**Dataset content:**
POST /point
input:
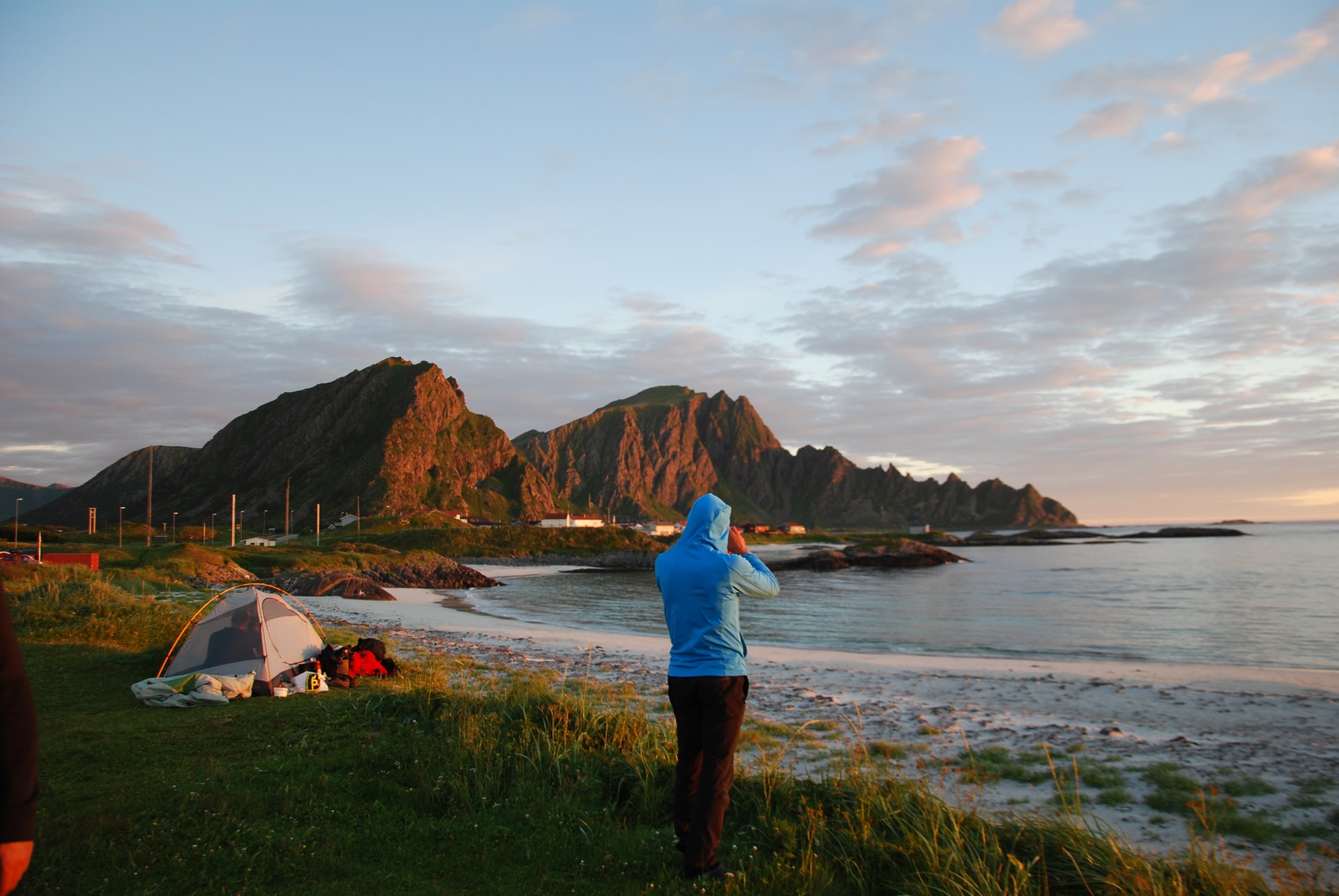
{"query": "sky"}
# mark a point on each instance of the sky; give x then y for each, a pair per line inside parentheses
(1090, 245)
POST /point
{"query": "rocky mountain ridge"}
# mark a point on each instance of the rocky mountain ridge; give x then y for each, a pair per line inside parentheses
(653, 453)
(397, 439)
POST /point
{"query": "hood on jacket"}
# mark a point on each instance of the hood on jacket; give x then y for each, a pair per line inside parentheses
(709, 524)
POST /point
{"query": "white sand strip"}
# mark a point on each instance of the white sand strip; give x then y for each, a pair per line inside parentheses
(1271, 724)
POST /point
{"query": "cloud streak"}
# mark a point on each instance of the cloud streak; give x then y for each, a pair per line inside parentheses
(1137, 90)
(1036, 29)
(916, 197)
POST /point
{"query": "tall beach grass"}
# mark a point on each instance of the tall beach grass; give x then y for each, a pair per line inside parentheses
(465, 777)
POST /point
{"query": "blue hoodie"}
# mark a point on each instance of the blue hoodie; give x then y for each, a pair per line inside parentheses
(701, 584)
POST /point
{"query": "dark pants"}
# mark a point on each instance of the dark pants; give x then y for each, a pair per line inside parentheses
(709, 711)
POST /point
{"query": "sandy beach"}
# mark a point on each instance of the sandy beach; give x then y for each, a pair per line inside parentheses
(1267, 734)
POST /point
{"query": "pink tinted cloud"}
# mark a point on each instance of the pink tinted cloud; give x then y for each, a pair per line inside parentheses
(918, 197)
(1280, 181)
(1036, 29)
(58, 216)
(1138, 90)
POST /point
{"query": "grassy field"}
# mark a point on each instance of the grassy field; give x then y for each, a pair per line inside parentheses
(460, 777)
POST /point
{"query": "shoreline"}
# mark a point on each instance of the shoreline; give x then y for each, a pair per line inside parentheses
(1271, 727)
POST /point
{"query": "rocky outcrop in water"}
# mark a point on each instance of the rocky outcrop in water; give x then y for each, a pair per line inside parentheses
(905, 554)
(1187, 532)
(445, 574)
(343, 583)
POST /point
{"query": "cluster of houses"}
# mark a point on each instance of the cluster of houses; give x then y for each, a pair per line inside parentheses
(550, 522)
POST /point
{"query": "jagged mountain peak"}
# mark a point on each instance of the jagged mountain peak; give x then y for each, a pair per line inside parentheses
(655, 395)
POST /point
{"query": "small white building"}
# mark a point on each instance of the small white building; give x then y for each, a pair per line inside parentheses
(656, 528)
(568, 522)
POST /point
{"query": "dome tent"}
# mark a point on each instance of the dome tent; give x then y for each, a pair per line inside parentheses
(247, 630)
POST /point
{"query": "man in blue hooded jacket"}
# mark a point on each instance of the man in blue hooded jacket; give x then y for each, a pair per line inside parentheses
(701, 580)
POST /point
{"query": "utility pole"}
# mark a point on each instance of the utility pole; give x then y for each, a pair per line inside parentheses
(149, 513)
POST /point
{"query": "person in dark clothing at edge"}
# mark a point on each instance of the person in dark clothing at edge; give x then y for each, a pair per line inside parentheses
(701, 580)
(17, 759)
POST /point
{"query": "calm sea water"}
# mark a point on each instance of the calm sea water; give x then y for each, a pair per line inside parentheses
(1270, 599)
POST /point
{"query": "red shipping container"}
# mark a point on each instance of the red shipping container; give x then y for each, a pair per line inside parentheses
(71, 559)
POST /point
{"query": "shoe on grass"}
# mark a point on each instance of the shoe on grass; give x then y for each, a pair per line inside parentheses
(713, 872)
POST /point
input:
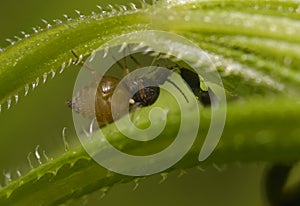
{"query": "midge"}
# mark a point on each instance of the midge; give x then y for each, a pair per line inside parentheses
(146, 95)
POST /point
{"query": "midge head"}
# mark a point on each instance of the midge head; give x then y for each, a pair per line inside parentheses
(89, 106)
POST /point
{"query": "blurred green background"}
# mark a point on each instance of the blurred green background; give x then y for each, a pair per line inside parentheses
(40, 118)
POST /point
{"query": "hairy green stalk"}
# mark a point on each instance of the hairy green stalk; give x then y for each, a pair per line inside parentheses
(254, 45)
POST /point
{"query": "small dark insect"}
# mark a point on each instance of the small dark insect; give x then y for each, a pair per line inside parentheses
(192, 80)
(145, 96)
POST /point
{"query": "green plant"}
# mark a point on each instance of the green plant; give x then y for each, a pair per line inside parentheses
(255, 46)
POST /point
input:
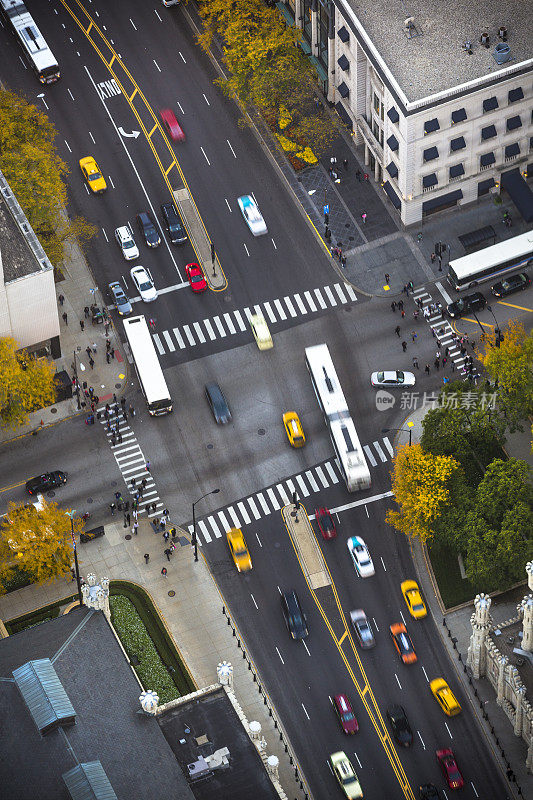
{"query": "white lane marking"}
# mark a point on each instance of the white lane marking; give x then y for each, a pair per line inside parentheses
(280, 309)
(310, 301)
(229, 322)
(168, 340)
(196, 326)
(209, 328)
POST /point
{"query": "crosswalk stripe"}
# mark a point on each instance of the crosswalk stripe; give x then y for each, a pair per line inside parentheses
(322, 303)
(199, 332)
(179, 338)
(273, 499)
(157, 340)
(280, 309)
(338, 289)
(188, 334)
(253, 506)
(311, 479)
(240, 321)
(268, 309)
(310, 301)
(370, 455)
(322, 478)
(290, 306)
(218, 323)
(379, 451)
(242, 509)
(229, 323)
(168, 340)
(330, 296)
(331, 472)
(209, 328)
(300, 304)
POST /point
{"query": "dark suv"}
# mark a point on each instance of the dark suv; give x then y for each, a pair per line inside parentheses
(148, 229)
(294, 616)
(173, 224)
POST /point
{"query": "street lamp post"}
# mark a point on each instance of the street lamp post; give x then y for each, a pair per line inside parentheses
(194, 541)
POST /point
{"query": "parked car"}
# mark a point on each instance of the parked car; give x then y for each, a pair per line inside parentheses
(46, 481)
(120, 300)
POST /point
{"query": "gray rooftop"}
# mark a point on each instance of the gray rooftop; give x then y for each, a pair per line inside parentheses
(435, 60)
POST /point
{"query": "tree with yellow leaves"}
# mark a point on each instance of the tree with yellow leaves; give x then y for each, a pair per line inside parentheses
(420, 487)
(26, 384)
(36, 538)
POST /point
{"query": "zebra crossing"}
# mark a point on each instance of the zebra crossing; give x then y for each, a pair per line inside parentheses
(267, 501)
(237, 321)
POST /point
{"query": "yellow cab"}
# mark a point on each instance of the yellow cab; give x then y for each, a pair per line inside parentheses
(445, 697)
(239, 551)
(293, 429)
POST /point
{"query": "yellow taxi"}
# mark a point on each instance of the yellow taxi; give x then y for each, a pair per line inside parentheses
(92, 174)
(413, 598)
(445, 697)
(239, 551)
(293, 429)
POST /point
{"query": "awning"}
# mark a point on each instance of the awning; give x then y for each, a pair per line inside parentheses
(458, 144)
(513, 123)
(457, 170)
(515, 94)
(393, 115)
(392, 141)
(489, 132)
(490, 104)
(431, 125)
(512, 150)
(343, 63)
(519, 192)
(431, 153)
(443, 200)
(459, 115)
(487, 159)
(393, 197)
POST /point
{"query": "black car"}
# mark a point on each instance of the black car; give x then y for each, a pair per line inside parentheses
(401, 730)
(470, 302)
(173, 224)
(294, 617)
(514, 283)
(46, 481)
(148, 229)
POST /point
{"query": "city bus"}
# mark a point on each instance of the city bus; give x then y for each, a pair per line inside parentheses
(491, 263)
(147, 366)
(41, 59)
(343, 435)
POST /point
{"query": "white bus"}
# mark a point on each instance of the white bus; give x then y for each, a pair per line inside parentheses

**What you need to do:** Locate every line in the material above that contains the string "small", and copy each of those lines. Treat uppercase and lowercase letters as different.

**Written solution:**
{"query": "small white building"}
# mark a point on each instance of the small white building; give x then y for each, a pair per line inside parentheses
{"query": "small dark insect"}
# mark a point on each instance of the small dark insect; give x then y for each, a pair per line inside parentheses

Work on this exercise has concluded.